[Source excerpt start]

Wil-Helm Agency v. Lynn

618 S.W.2d 748 | Tenn. Ct. App. | 1981

MATHERNE, Judge.

The Wil-Helm Agency sues for damages due to the breach of a theatrical agency contract entered into between the agency and Loretta Lynn, an artist. Loretta Lynn filed a counterclaim wherein she avers that the agency breached the contract and, therefore, owes her damages and she further alleges that the agency released her from the contract. The chancellor found that the agency had breached the contract and, in addition, had released Loretta Lynn from the contract. The chancellor further held that the amounts due each party offset each other and allowed no monetary award to either party.

The agency appeals insisting that the chancellor erred in finding: (1) that the agency breached the contract; (2) that the agency released Loretta Lynn from the contract; and (3) that the damages due the parties offset each other.

I. Court Proceedings to Date

This lawsuit was originally heard by Chancellor Ned Lentz, who by Judgment entered on December 1, 1971, held that certain written communications between the attorneys for the parties constituted a release of the contract by the agency as of May 8, 1971. The agency appealed that decision, and this court reversed the chancellor and remanded for a trial. The Supreme Court of Tennessee granted certiora-ri and by Memorandum and Order, filed October 19, 1973, set aside the Judgments of both lower courts, and remanded the lawsuit to the trial court for “a hearing on all of the issues raised in the pleadings.” The basis for the remand was that under the record complete justice could not be done the parties, and it appeared that more satisfactory evidence was available upon the primary issues raised, which when presented, would enable a court to reach the proper conclusion.

On remand the lawsuit was tried by Chancellor Ben H. Cantrell, who held that the agency had released Loretta Lynn from the contract and that the agency had breached the contract. The matter was referred to the clerk and master “for a hearing as to damages and as to accounting.” The clerk and master reported that, after the filing of numerous depositions, he could not ascertain the amount of damages due either party without a ruling on the law applicable to the measure of damages. The chancellor, thereupon, proceeded to consider the entire matter of damages and ruled that the damages due each party was offset by the damages each party owed the other. This appeal is from Chancellor Cantrell’s rulings in the lawsuit.

[Source excerpt end]

What to do ::
1. Extract the passage of the court opinion from "The Wil-Helm Agency" to "offset each other.".
2. Answer these questions on the court opinion:
(a) Which chancellor first heard the lawsuit?
(b) On what date did the Supreme Court of Tennessee file its Memorandum and Order?
(c) What did the clerk and master say he needed before he could ascertain the damages due either party?
3. Write what comes next in the court opinion, starting after its final sentence.
The data after this court opinion is separate material.

[Extracted information start]

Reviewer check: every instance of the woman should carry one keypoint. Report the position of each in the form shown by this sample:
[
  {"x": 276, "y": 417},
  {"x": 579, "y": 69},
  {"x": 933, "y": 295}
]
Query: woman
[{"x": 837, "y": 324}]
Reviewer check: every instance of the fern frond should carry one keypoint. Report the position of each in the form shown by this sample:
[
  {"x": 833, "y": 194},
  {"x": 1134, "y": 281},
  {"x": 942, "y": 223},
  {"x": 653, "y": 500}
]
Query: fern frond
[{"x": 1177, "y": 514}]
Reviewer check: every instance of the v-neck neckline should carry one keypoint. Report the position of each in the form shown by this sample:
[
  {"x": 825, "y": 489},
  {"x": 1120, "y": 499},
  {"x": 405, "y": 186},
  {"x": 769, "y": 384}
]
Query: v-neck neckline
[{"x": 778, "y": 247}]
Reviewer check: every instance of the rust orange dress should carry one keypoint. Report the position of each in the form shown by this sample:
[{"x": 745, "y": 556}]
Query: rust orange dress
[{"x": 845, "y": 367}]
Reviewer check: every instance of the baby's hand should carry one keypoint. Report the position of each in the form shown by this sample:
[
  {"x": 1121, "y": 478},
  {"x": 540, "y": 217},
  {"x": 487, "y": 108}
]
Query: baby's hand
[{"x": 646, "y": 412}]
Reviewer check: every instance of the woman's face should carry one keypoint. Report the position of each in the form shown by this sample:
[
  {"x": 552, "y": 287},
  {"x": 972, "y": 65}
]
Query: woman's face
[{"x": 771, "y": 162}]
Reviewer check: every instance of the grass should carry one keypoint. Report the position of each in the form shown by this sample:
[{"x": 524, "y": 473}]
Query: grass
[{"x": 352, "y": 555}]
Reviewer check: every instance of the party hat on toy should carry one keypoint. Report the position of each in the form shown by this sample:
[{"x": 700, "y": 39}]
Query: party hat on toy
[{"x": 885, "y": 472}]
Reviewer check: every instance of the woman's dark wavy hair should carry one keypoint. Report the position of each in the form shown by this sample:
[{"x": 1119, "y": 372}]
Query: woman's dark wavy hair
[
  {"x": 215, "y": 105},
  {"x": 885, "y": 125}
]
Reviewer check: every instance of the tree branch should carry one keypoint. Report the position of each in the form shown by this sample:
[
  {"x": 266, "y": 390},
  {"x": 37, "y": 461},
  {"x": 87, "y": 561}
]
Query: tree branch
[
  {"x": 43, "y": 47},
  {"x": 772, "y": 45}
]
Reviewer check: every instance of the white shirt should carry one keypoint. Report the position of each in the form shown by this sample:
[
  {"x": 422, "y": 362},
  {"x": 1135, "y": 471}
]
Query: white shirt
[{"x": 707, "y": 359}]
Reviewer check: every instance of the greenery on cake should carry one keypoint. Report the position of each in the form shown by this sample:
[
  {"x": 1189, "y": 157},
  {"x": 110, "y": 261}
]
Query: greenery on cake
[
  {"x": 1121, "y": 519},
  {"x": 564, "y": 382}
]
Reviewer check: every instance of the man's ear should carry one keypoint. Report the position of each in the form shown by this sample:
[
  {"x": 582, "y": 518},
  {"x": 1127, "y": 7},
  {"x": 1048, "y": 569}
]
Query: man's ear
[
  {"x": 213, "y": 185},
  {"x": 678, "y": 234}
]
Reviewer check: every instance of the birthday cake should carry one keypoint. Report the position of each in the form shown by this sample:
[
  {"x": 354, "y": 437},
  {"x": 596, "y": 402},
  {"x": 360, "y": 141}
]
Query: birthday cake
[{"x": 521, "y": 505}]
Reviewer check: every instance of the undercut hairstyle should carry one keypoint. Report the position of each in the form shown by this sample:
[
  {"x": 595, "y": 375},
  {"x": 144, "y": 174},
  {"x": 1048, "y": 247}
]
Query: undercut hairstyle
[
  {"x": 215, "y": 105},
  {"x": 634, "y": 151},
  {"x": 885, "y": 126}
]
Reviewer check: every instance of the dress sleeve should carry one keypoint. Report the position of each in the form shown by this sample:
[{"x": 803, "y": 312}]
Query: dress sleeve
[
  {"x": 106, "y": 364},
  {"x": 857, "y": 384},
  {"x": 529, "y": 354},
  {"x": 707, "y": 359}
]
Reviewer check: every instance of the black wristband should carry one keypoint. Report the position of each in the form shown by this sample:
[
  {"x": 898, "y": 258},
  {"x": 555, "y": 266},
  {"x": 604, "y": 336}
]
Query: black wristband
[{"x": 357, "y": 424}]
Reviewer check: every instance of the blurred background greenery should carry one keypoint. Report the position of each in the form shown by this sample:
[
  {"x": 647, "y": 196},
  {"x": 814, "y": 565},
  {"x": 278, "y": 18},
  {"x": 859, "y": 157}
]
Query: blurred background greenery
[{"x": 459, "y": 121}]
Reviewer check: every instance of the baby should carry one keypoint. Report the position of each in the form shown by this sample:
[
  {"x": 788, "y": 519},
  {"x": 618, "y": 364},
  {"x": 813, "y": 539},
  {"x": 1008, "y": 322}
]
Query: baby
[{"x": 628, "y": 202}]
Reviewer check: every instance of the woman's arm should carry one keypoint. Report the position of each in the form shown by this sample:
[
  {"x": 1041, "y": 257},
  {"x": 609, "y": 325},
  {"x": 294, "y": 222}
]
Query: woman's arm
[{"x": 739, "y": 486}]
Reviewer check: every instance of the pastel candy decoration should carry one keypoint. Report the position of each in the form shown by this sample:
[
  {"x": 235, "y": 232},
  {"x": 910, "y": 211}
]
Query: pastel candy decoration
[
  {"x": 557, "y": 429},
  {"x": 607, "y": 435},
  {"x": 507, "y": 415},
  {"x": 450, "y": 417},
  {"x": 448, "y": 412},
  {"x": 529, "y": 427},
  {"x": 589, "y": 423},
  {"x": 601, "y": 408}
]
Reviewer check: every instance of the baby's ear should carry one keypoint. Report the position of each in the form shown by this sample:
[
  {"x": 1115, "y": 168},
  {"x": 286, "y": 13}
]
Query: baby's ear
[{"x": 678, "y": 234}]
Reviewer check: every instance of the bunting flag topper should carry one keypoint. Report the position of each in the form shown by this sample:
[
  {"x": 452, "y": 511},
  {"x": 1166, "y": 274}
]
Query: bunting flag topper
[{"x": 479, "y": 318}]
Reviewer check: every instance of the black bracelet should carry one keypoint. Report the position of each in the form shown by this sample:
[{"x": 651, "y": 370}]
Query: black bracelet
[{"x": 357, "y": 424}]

[Extracted information end]

Answer set ::
1.
The Wil-Helm Agency sues for damages due to the breach of a theatrical agency contract entered into between the agency and Loretta Lynn, an artist. Loretta Lynn filed a counterclaim wherein she avers that the agency breached the contract and, therefore, owes her damages and she further alleges that the agency released her from the contract. The chancellor found that the agency had breached the contract and, in addition, had released Loretta Lynn from the contract. The chancellor further held that the amounts due each party offset each other and allowed no monetary award to either party.

The agency appeals insisting that the chancellor erred in finding: (1) that the agency breached the contract; (2) that the agency released Loretta Lynn from the contract; and (3) that the damages due the parties offset each other.

2.
(a) Chancellor Ned Lentz
(b) October 19, 1973
(c) A ruling on the law applicable to the measure of damages

3.
II. The Contract and Facts Surrounding the Alleged Breach Thereof

Loretta Lynn was born in the area of Van Leer, Kentucky, and at the age of fourteen years married O. V. Lynn of that same area. A few months after the marriage, O. V. Lynn went to the state of Washington and obtained employment as an agricultural laborer. Later Loretta joined him at Custer, Washington. Loretta began singing at local gatherings and *750formed a band which soon became fully booked in the area at various local places of entertainment. She appeared on the Buck Owens show and entered into a recording contract under the Zero label. Loretta wrote and recorded the song “I’m a Honky Tonk Girl,” appeared on various radio shows, appeared as a guest performer on the Grand Ole Opry, and was becoming recognized as a budding young artist.

In 1961 she and her husband moved to Nashville, Tennessee. In that year she entered into her first two-year contract with the Wil-Helm Agency. Thereafter, she entered into another five-year contract with that agency. On April 12,1966, she and the agency entered into the contract now under consideration. This contract provides in pertinent part as follows:

WITNESSETH
1. The Artist hereby engages the Agent as his sole and exclusive personal representative and adviser in the radio, television, recording and personal appearances field of entertainment throughout the world and in outer space for a period of Twenty years (20 years)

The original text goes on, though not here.